> Tasks and exercises:
(1) Rewrite everything in the records from the line containing "Where can the spoon" down to the end of the records, substituting "coffee bean" for "black bean" and leaving all else unchanged.
(2) Resume the article on computerized essay marking from the point where it stops.
┌─ Extract
Machine marking 'lunacy'
THE UK's second largest exam board is to start trials of a computerised system which marks essays without a human examiner.
Developers preparing the system for a dummy trial by Edexcel on GCSE-style scripts next year believe it is accurate and economical. But authors, academics and teachers have attacked the idea, fearing it will be unable to appreciate sophisticated essays.
The Pearson Knowledge Technologies system rates essays for content, syntax, style and spelling, without human help. It is already used in several parts of the United States, where it has attracted a lot of controversy.
Critics say it deals poorly with metaphors and reads for vocabulary rather than meaning. The sentence "the cat ate the pin cushion," for example, could score the same as, "the pin cushion ate the cat".
John Mortimer, the playwright and Rumpole author called the concept "lunacy". He said:"How can a computer listen to the sound of words? How can it decide whether ideas are original or not?"
└─
┌─ Material to process
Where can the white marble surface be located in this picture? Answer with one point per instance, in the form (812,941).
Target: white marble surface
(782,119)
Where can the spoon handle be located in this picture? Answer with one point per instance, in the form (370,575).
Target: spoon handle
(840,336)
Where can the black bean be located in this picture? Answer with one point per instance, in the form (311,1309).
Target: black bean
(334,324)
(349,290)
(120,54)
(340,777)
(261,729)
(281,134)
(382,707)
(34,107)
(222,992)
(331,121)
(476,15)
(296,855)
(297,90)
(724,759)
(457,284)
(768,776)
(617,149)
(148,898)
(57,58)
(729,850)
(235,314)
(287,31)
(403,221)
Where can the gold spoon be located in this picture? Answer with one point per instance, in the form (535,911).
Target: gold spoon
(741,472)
└─
> Answers to the exercise:
(1)
Where can the spoon handle be located in this picture? Answer with one point per instance, in the form (370,575).
Target: spoon handle
(840,336)
Where can the coffee bean be located in this picture? Answer with one point per instance, in the form (311,1309).
Target: coffee bean
(334,324)
(349,290)
(120,54)
(340,777)
(261,729)
(281,134)
(382,707)
(34,107)
(222,992)
(331,121)
(476,15)
(296,855)
(297,90)
(724,759)
(457,284)
(768,776)
(617,149)
(148,898)
(57,58)
(729,850)
(235,314)
(287,31)
(403,221)
Where can the gold spoon be located in this picture? Answer with one point per instance, in the form (535,911).
Target: gold spoon
(741,472)

(2)
But Jerry Jarvis, managing director of Edexcel, said he had been astounded by the software's accuracy. "You start off sceptical, but after a while you realise there's something in it," he said. "The makers believe it is more accurate than human beings."
While he conceded that Britain was not yet ready for e-marking of GCSE and A-level essays, he plans to hold the first UK trials of the software next year. Edexcel's human examiners already do more than 70 per cent of their marking on computer screens.
Mr Jarvis said: "There is a lot of potential scepticism. But I believe I'm doing the best for students. Others will disagree."
Geoff Barton, a fellow of the English Association and head of King Edward VI school, Bury St Edmunds, Suffolk, said the system might liberate human markers to focus on finer qualities of writing while the computers dealt with common spelling and grammar.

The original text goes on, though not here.